_ABOUT THIS TASK_
Transcribe the data below verbatim from the line with "column 105, row 144" to the line with "column 142, row 89". Include both of those lines.

══ LISTED ENTRIES

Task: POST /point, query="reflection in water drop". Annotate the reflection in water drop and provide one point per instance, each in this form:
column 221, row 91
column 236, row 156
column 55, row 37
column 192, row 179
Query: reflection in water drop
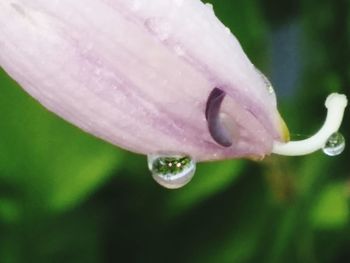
column 335, row 144
column 171, row 171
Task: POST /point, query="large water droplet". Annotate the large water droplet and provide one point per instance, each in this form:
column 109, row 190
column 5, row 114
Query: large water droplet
column 171, row 171
column 335, row 144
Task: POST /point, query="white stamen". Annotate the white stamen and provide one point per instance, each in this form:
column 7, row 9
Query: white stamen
column 335, row 105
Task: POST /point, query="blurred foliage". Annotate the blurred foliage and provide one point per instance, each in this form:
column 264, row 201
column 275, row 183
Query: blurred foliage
column 68, row 197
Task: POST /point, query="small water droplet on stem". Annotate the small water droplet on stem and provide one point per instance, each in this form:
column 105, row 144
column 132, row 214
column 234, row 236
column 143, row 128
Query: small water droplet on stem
column 335, row 144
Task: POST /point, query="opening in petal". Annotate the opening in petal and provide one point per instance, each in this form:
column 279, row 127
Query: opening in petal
column 212, row 113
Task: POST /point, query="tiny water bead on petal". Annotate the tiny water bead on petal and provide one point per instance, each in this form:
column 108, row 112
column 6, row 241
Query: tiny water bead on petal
column 335, row 144
column 171, row 171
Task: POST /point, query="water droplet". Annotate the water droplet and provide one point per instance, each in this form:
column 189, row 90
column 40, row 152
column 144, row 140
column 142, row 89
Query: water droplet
column 335, row 144
column 171, row 171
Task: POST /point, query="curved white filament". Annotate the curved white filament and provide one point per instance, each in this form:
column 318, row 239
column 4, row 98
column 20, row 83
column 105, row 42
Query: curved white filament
column 335, row 104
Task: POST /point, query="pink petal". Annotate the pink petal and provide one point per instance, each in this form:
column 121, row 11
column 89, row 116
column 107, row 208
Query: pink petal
column 138, row 73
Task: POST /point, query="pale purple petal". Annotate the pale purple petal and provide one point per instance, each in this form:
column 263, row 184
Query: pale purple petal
column 138, row 73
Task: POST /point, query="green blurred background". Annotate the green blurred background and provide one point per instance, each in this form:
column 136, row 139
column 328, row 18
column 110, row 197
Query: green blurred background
column 68, row 197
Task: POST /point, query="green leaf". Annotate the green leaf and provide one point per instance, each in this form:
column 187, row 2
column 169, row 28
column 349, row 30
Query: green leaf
column 209, row 179
column 331, row 210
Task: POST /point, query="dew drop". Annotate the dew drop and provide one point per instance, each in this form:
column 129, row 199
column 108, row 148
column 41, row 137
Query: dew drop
column 335, row 144
column 171, row 171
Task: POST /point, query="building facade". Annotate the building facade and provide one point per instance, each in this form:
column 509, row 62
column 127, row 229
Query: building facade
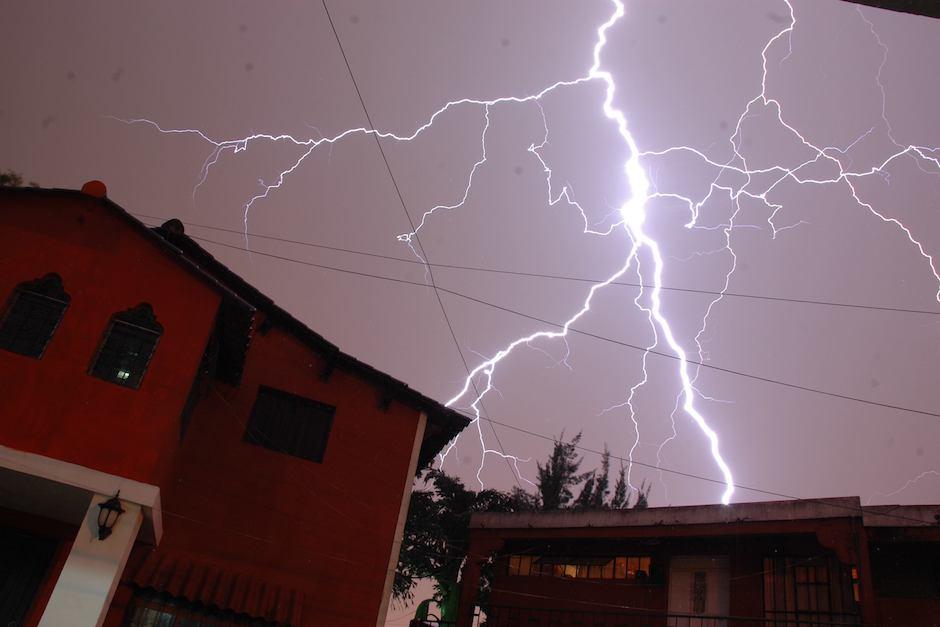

════

_EXERCISE SOLUTION_
column 105, row 144
column 132, row 214
column 234, row 236
column 143, row 128
Query: small water droplet on stem
column 335, row 144
Task: POST /point, query="opening in petal". Annotate the opening in petal and provide one point per instance, each in this form:
column 279, row 127
Query: opening in petal
column 212, row 113
Task: POST /point, query="tiny water bead on petal". Annotate the tiny water bead on petal and provide one point per instance, each in this form:
column 108, row 112
column 6, row 241
Query: tiny water bead on petal
column 335, row 144
column 171, row 171
Task: POST /point, query="water droplet". Annotate the water droplet and provide one point per instance, each in this form:
column 189, row 90
column 40, row 152
column 144, row 140
column 142, row 89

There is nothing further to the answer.